==== Text section

Like us, the entire Pooch Pack are feeling the effects of passing years. All of the dogs have been with us for over twelve years. Annie the Africanis now moves with difficulty, the two Maltese, Gemma and Ni(gel), are not as spry as they used to be, Toby the Border Collie is a bit lopsided from a stroke, and his sister Tess has been wasting away to skin and bone in spite of being hand-fed and given all suitable medication.
Yesterday I assessed her. I have had to lift and carry her outside to perform, she could barely stand, and she was spending her days simply lying around. Lately she had even given up trying to move between house and cottage. Most significant to me was the fact that this happy, friendly dog was no longer a tail-wagger. Not even a twitch.
I took her to the vet in the afternoon and she agreed that the time had come. Organs were shutting down, and Tess would simply suffer increasing discomfort from now on.
I stayed alone with her and stroked her and talked to her until that lovely gentle spirit had left.
This is a time when I remember the advice given by a vet in my own Tabika novel: that when one loses an animal friend one should not dwell on the sadness of their leaving, but rather recall the joy they gave during their lives.

========
==== Supplied material

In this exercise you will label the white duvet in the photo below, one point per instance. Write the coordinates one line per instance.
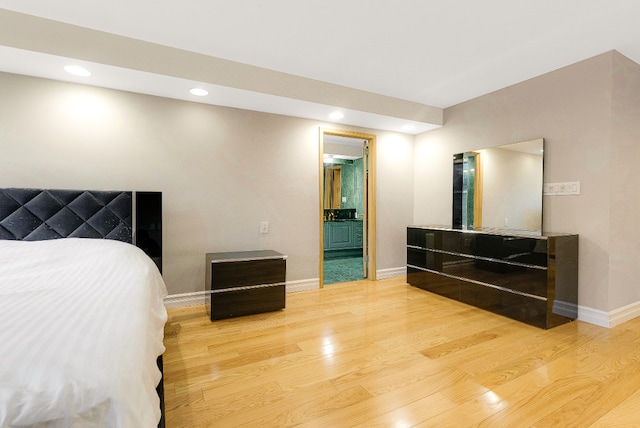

========

Task objective: Please rewrite the paragraph of the Pooch Pack post beginning "Like us, the entire Pooch Pack" as a short list, keeping its main facts.

Reply to the task:
- All the dogs in the Pooch Pack are aging and have been with the family for over twelve years.
- Annie the Africanis now moves with difficulty.
- The two Maltese, Gemma and Ni(gel), are less spry than before.
- Toby the Border Collie is a bit lopsided from a stroke.
- His sister Tess has been wasting away to skin and bone despite hand-feeding and all suitable medication.